= What to do =
Could you convert the records below into a two-column CSV with the headers request and answer, giving one row per record with the request text and its answer each in a single quoted field, line breaks replaced by spaces?

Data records

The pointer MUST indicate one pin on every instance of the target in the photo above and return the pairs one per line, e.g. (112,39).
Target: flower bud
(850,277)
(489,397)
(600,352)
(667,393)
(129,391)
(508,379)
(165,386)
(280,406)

= Expected answer =
request,answer
"The pointer MUST indicate one pin on every instance of the target in the photo above and return the pairs one per line, e.g. (112,39). Target: flower bud","(850,277) (489,397) (600,352) (667,393) (129,391) (508,379) (165,386) (280,406)"